### Metin bloğu
****

Bu düzenlemenin ret gerekçesinde ise bunun kadın ve erkek sigortalının hak kaybına uğramalarını önlemek için getirildiği belirtilerek, bunda adaletli bir toplum ve hukuk düzeni kurmanın amaçlandığında kuşku bulunmadığı bunun için Anayasa`ya aykırılık taşımadığı kaydedildi.

KADEMELİ GEÇİŞ

Gerekçeli kararda, yasa yürürlüğe girdiği tarihte sigortalı hizmeti bulunan ve emekliliğine 2 yıldan fazla kalanlar için sigortalılık süresine bağlı olarak emekli olabilecekleri yaş ve prim ödeme sürelerinin kadınlar ve erkekler için ayrı ayrı olmak üzere yeniden düzenlendiği hatırlatıldı.

****

### Veri bölümü
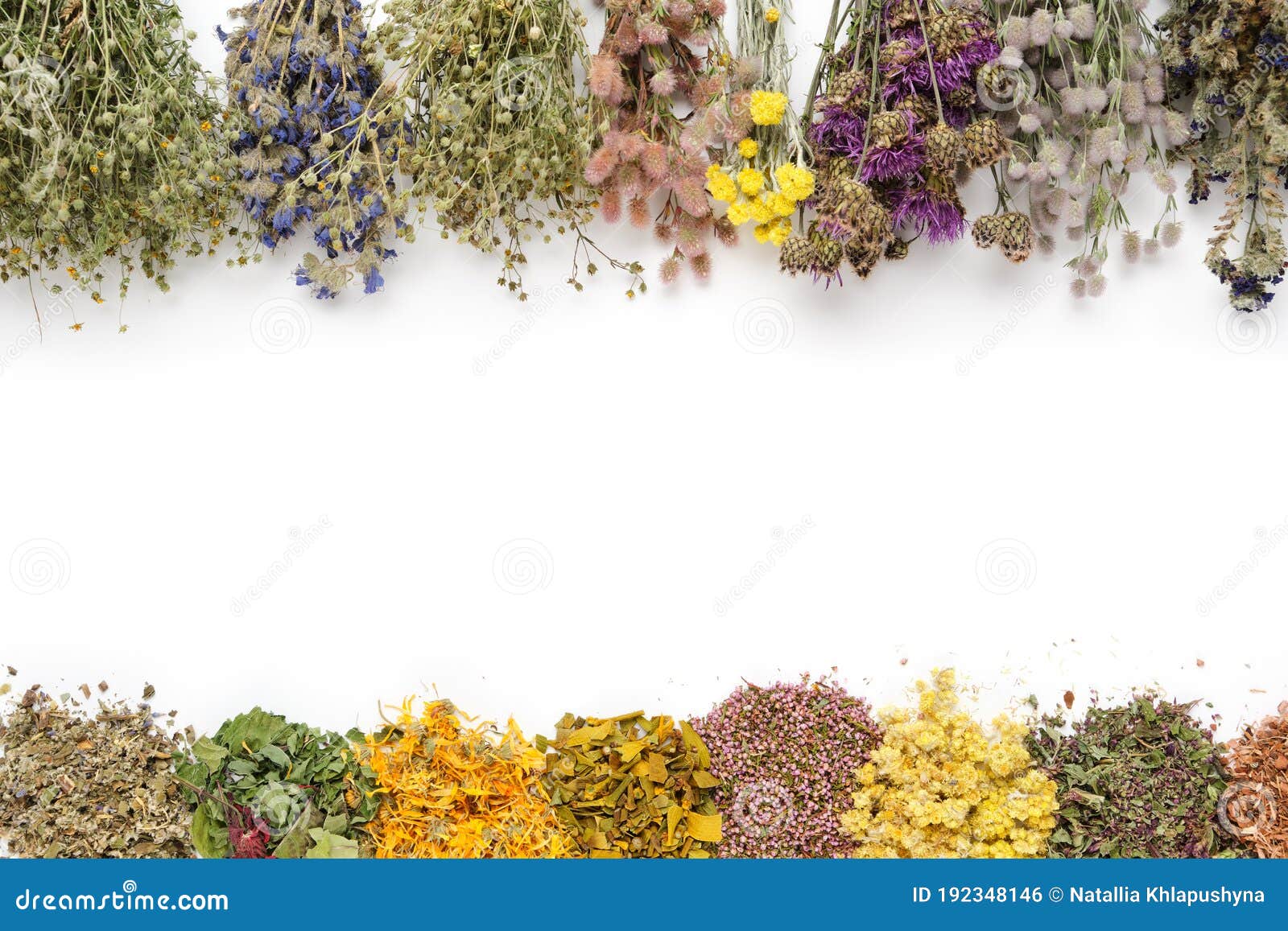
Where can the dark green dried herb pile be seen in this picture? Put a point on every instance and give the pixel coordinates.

****

Metin bloğunda düzenlemenin Anayasa'ya aykırı görülmemesinin gerekçesini bir ila üç cümleyle açıklayın. Yalnızca metin bloğundaki bilgileri kullanın.

### Görev yanıtı
Düzenleme, kadın ve erkek sigortalıların hak kaybına uğramasını önlemek için getirilmiştir. Bununla adaletli bir toplum ve hukuk düzeni kurmanın amaçlandığında kuşku bulunmadığı için düzenlemenin Anayasa'ya aykırılık taşımadığı belirtilmiştir.